- TRECHO DO TEXTO -
Uma teologia que busque a decolonialidade deve fomentar o discurso a respeito da colonialidade e o seu poder embutido nos diversos âmbitos sociais, a fim de conscientizar seus seguidores para uma mudança de interpretação e de comportamento que leve a uma ação efetiva.
Tamayo (2006) pontua elementos para a elaboração de uma teologia decolonial: ela deve ser intercultural, de forma que estabeleça um diálogo entre ambas as culturas; inter-religiosa, livre do discurso religioso fundamentalista; que seja contextualizada e cheia de sentidos para a atualidade; feminista e libertadora, engajada na luta pela igualdade de direitos; ecológica, enquanto afirme a igualdade na criação de Deus, bem como o cuidado, preservação e restauração da natureza; ética-moral, de forma a transparecer pensamentos e atitudes coerentemente; da esperança, a fim de renovar esforços políticos em ações concretas; no levantamento constante de questionamentos acerca da impropriedade do despotismo religioso e político; da sexualidade, a fim de que promova libertação das amarras da interpretação heterossexual, patriarcal e machista, levando a teologia cristã a outras possibilidades (TAMAYO, 2006).
A teologia cristã necessita se afastar do seu passado colonial e assumir seu papel ao lado do desfavorecido. O Deus do cristianismo decolonizado não é um Deus de conquistadores, mas um Deus dos marginalizados (social, cultural, comportamental, economicamente) (SANTOS, 2014). Para Escobar (2001, p. 49), podemos estar “no limiar de uma nova era do cristianismo” – a terceira igreja, formada a partir do hemisfério Sul. Seria, então, o tempo de formação de uma igreja emergente, do terceiro milênio, aquela que proporá projetos socioeconômicos e ações sustentáveis, com a obrigação de se preocupar com a agenda do dia.
Podemos afirmar que já vimos os precursores desse novo momento da cristandade com o surgimento da Teologia da Libertação e da Teologia da Missão Integral. Na Teologia da Libertação o reino de Deus está expresso no movimento pela libertação dos pobres; na Teologia da Missão Integral o reino de Deus se expressa na luta da igreja contra a injustiça. “Duas teologias distintas, entretanto, estas nasceram do mesmo solo, da realidade histórica marcada pelos escombros da colonização e da dependência política e econômica que marcaram esse continente” (CAPPELLETTI, 2019, p. 20).
Já se pode verificar novos grupos e movimentos de formação de opinião de um cristianismo decolonizado. Queremos relatar, de forma particularizada, a formação do movimento Inadequados como expoente no discurso contraventor do fundamentalismo evangélico, um movimento que tem extrapolado paradigmas preestabelecidos para atender a uma sociedade que clama por mudança.
Inadequados adequados
A insatisfação com o modelo tradicional evangélico tem levado pessoas à busca de modelos mais próprios às necessidades sociais brasileiras. Como já mencionamos, a possibilidade de uma igreja latino-americana, com características teológicas contextualizadas para a realidade social do colonizado já é sinalizada desde a organização da Teologia da Libertação e da Teologia da Missão Integral.

- REQUISITOS DA TAREFA -
Resuma em duas frases o trecho sobre teologia decolonial.

- REGISTROS ARMAZENADOS -
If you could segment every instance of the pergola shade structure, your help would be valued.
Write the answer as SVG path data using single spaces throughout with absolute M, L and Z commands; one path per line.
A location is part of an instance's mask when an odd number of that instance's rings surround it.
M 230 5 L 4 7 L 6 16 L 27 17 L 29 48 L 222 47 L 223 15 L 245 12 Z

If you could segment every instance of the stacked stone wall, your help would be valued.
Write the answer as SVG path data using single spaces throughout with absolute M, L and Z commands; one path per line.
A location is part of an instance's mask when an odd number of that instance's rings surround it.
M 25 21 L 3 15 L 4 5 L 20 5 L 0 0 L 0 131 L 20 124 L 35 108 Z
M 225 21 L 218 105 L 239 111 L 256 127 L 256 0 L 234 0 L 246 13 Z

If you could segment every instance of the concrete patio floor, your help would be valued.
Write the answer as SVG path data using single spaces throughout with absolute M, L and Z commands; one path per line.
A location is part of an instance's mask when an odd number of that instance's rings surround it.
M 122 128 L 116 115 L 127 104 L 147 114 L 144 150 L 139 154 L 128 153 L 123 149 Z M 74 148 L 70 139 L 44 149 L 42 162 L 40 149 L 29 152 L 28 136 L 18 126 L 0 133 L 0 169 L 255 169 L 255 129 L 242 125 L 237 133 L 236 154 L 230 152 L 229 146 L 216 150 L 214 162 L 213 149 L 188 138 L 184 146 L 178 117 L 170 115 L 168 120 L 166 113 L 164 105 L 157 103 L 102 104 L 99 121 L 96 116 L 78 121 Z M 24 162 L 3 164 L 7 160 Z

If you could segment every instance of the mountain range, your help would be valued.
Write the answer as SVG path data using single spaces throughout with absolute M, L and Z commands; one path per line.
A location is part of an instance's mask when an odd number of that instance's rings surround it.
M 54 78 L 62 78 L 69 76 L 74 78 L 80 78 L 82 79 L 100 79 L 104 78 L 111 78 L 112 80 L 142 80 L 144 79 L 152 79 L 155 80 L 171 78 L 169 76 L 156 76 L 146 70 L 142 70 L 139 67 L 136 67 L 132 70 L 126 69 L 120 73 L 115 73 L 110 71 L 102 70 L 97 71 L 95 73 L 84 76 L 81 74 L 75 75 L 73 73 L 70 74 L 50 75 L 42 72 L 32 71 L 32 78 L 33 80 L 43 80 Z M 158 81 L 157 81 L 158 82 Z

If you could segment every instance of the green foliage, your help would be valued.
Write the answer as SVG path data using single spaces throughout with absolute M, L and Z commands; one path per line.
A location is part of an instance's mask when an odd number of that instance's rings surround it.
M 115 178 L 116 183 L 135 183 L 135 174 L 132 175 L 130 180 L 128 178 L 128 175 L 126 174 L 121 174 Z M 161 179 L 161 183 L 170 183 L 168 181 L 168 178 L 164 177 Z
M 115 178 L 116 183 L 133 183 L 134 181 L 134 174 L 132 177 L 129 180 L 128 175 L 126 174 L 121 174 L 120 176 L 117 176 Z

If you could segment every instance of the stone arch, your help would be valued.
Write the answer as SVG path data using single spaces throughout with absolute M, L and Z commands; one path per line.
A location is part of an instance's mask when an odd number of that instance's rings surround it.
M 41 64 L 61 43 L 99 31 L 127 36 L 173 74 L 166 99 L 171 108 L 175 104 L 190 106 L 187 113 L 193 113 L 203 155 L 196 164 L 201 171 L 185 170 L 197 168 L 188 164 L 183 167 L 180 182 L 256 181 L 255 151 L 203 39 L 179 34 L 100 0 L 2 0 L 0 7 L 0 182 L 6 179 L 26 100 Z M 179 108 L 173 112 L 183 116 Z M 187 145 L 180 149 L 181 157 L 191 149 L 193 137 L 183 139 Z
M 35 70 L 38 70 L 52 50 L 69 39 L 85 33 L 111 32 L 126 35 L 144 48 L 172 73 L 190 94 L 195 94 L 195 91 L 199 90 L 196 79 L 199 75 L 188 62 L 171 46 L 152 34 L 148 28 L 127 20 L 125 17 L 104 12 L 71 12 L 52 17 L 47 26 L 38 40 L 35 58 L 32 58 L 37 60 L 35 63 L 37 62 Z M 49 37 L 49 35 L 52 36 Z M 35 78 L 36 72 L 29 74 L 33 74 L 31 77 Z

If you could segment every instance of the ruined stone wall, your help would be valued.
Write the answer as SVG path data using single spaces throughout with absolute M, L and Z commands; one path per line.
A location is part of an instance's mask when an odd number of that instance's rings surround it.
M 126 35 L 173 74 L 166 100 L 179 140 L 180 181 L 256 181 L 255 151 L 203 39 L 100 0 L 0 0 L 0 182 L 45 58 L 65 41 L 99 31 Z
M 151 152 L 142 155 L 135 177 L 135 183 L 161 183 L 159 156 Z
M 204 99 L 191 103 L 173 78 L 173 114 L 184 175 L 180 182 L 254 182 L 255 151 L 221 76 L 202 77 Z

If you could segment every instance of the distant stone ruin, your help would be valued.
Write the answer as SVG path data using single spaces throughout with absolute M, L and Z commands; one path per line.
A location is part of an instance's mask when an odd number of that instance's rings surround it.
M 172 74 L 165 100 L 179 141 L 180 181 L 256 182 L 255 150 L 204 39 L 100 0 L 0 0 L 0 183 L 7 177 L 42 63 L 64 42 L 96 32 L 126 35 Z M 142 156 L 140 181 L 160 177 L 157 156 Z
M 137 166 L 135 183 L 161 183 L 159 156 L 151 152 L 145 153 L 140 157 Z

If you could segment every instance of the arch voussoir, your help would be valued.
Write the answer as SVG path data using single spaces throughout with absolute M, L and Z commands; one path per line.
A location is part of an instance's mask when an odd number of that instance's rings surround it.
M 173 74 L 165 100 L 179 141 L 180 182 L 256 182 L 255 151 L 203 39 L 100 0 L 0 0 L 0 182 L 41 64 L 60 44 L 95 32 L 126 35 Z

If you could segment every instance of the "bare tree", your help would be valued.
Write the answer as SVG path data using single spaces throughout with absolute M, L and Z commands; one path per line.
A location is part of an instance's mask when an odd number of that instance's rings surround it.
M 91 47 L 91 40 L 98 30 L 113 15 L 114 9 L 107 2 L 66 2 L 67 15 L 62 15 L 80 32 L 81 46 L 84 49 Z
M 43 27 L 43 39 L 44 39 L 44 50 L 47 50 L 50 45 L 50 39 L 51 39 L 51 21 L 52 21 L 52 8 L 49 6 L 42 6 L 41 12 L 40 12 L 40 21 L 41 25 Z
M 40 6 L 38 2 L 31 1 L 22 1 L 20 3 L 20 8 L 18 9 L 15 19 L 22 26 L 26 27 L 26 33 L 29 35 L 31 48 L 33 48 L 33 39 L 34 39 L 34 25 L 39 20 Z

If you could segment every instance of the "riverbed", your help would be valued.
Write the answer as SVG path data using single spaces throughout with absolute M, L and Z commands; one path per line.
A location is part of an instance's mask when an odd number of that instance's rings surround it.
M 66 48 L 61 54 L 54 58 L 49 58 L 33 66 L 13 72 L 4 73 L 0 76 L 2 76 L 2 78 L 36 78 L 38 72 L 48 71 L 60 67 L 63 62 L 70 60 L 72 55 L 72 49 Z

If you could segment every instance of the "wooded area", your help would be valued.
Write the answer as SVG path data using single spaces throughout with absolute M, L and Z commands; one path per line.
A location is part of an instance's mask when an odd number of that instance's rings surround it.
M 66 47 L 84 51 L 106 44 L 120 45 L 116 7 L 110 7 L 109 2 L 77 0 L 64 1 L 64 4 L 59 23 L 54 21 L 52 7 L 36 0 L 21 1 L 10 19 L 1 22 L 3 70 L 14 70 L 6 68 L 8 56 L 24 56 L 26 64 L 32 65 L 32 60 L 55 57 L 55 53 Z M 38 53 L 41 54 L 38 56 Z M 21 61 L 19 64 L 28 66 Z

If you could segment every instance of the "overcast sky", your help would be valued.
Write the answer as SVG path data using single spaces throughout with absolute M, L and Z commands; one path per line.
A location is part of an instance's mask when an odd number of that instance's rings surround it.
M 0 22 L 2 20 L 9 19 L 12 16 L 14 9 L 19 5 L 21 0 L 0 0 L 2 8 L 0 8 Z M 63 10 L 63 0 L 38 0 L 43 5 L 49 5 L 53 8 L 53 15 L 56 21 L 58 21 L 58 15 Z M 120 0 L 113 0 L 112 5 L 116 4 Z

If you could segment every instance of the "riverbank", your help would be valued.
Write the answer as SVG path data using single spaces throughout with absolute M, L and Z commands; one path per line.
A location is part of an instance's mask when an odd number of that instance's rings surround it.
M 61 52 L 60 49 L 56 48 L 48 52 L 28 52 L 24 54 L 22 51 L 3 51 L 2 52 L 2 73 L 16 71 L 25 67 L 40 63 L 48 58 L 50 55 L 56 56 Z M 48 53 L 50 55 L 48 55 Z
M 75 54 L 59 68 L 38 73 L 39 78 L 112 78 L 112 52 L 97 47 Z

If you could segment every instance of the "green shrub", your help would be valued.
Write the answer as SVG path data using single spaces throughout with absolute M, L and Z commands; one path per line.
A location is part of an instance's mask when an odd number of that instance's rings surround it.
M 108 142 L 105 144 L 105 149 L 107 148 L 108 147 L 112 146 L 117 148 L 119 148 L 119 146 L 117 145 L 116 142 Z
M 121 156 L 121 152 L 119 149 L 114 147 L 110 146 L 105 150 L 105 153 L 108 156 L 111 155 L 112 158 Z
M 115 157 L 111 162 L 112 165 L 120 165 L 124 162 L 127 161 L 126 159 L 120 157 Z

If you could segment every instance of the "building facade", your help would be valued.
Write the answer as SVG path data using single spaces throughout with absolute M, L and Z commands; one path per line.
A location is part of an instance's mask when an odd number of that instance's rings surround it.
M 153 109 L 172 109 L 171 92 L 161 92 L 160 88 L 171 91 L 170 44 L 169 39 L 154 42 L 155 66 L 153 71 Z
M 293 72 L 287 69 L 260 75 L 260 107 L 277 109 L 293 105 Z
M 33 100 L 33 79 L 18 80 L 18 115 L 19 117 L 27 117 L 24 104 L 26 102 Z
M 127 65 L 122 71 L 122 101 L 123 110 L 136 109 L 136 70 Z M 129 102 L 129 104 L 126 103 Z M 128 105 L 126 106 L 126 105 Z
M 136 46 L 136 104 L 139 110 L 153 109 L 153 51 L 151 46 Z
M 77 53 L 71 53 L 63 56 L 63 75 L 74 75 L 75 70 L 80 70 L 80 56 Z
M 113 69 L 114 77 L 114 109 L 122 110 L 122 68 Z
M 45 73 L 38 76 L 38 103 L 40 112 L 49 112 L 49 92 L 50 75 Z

- RESULTADO DA TAREFA -
Segundo Tamayo, uma teologia decolonial deve ser, entre outros traços, intercultural, inter-religiosa, contextualizada, feminista e libertadora, ecológica e ético-moral, e a teologia cristã precisa se afastar de seu passado colonial para assumir seu papel ao lado do desfavorecido. A Teologia da Libertação e a Teologia da Missão Integral são apontadas como precursoras desse novo momento da cristandade, e o movimento Inadequados é apresentado como expoente do discurso contrário ao fundamentalismo evangélico.